- EXTRACT TO READ:
====

What baffles me, however, is the way they have implemented the float idMath::Sqrt(float x) function:

ID_INLINE float idMath::InvSqrt( float x ) {
     return ( x > FLT_SMALLEST_NON_DENORMAL ) ? sqrtf( 1.0f / x ) : INFINITY;
}

ID_INLINE float idMath::Sqrt( float x ) {
     return ( x >= 0.0f ) ? x * InvSqrt( x ) : 0.0f;
}

This appears to perform two unnecessary floating point operations: First a division and then a multiplication.

It is interesting to note that the original Doom 3 source code also implemented the square root function in this way, but the inverse square root uses the fast inverse square root algorithm.

====

[Dataset items]
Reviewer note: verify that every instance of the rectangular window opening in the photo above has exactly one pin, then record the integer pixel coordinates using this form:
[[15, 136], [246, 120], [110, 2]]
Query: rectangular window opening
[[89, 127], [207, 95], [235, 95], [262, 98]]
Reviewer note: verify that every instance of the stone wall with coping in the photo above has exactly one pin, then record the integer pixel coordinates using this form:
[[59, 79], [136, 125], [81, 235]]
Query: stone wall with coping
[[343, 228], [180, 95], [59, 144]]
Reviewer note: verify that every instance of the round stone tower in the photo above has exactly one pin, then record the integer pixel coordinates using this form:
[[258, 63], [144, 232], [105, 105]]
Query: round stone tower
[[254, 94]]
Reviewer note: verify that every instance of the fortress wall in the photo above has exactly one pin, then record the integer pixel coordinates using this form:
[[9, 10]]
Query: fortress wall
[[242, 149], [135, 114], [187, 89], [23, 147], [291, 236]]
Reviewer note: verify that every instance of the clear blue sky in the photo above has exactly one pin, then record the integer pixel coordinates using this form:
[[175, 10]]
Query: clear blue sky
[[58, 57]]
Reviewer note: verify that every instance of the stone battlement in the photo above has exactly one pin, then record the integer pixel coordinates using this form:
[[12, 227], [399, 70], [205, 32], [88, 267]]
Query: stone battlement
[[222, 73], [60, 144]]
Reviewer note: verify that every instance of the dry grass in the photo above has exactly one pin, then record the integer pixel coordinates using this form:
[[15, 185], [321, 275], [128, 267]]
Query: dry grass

====

- AIM OF THE TASK:
In the passage on the square root function, what does the inverse square root in the original Doom 3 source code use? The records play no part in this work.

- RESULT OF THIS TASK:
The fast inverse square root algorithm.